Gather every line of the rows below that contains the word "grass" and copy each such line in full.

^^^^

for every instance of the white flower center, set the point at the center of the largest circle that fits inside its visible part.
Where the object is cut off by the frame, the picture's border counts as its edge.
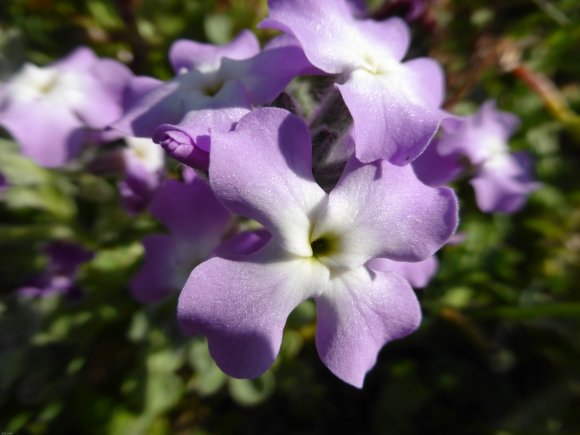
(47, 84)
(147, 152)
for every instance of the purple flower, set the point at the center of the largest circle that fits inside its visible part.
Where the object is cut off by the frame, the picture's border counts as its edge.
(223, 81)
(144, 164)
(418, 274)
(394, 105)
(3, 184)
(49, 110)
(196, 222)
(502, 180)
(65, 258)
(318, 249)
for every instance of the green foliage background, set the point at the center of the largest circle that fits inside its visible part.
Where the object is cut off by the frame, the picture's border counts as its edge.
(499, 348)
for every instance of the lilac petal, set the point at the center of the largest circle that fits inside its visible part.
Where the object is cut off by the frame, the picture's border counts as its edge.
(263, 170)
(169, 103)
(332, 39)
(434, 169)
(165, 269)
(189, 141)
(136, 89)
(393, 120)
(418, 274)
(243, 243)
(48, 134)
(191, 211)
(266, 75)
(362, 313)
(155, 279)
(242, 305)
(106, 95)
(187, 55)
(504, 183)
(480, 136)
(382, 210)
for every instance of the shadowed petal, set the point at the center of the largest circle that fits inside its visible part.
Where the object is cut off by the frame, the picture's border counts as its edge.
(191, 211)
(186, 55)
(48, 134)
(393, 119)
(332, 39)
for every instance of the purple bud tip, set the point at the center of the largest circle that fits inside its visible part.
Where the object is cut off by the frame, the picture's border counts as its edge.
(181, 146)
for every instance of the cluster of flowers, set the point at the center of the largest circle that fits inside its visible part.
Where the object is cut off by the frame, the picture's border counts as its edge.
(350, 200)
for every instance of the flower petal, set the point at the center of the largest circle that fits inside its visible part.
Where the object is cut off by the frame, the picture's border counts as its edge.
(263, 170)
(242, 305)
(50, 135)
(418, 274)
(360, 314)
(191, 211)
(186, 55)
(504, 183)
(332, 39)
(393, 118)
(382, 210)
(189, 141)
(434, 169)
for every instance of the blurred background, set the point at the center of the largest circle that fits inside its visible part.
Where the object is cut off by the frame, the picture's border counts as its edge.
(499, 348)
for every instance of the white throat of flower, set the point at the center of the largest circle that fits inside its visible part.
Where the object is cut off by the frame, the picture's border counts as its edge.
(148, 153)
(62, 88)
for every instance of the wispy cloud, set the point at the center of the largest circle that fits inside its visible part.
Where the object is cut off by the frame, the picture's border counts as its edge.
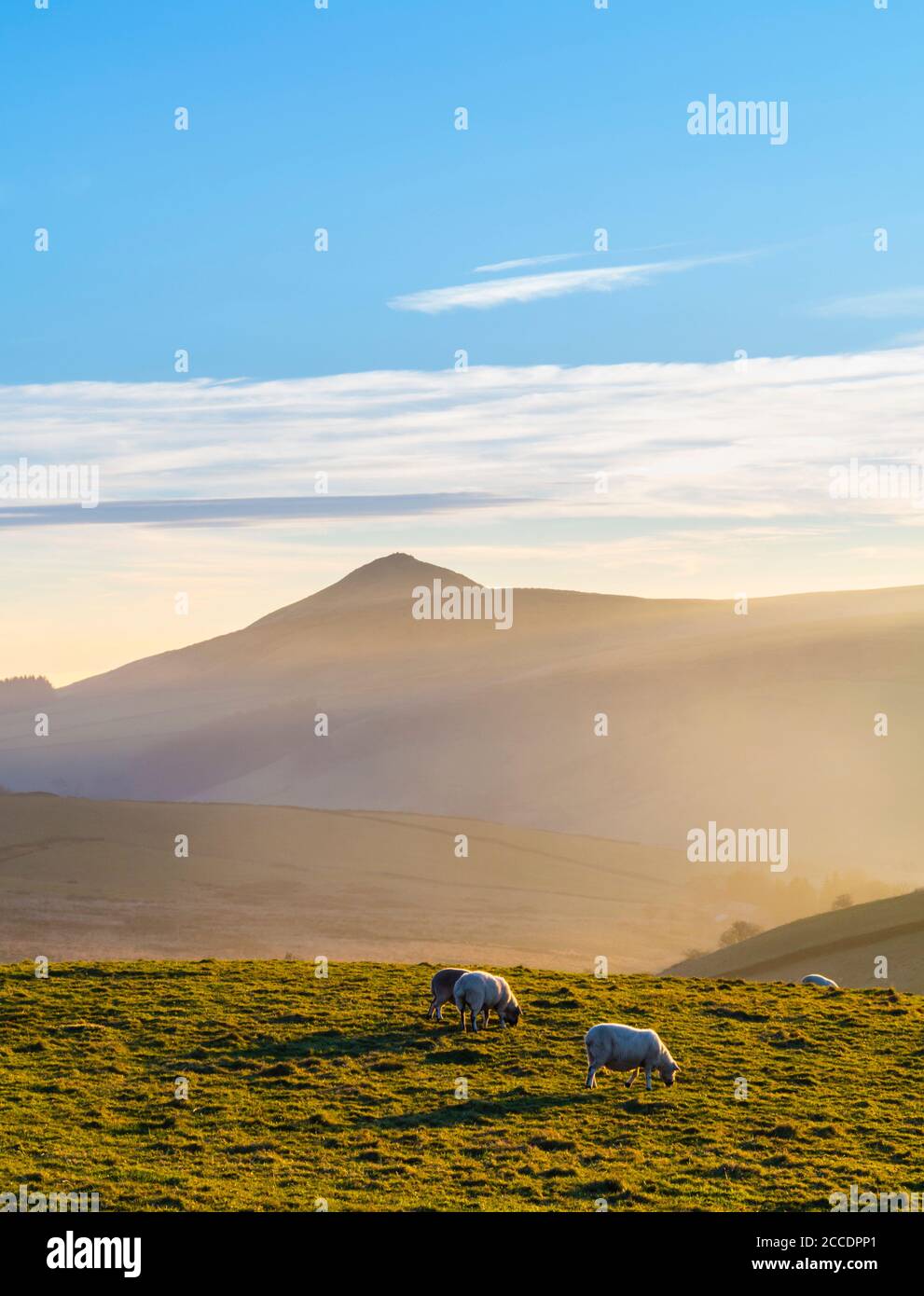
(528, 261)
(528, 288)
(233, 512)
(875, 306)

^^^^

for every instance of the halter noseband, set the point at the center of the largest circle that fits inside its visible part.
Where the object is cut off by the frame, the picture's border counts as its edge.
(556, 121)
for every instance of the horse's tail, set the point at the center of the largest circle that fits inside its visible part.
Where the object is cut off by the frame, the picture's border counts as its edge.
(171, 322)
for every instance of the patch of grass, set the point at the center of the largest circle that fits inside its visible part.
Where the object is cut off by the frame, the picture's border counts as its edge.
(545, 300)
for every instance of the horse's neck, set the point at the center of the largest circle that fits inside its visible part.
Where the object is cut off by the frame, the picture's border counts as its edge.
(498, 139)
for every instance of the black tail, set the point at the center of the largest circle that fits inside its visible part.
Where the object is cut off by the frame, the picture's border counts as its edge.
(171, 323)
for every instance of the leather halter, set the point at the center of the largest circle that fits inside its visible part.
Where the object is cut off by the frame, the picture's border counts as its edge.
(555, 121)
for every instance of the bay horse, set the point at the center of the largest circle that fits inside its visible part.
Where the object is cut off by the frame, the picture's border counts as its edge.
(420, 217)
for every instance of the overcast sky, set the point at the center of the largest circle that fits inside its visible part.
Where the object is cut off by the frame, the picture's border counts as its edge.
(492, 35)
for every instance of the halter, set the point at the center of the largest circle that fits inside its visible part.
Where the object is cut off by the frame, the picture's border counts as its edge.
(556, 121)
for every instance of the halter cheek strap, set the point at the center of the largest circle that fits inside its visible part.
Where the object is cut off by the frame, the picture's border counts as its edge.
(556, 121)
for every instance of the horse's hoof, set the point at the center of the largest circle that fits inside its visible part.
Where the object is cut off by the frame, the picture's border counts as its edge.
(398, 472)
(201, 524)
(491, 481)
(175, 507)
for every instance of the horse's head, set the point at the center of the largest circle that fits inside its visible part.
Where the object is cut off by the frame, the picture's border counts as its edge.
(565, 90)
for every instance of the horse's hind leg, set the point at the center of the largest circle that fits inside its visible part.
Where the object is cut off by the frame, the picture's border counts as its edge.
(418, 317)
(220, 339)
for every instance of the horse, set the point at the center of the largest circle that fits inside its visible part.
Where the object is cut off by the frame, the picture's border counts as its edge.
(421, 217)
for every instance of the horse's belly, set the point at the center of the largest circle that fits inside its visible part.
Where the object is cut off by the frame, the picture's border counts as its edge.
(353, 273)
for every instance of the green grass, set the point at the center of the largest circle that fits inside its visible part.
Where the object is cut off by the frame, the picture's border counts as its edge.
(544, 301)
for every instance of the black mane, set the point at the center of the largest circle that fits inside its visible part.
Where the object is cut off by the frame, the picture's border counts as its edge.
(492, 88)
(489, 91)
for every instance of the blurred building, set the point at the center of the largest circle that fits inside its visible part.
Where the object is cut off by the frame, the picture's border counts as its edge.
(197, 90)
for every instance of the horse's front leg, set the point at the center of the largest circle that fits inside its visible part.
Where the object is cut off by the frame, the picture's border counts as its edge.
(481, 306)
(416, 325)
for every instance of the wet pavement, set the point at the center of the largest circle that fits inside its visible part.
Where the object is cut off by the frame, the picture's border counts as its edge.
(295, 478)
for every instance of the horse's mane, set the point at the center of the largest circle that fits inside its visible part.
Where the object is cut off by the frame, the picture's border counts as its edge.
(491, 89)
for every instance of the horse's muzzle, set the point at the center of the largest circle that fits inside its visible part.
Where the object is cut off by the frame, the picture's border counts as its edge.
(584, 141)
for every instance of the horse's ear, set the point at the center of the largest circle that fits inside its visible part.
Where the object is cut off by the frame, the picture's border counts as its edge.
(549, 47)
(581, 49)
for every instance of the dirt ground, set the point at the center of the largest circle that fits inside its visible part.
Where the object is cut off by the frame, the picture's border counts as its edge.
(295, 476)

^^^^

**Expected output**
for every instance of the patch of grass, set the point at the center of the largest circle that fits inside its visible part.
for every instance of the green grass, set the point at the center of the largest circle that fits inside its visible part.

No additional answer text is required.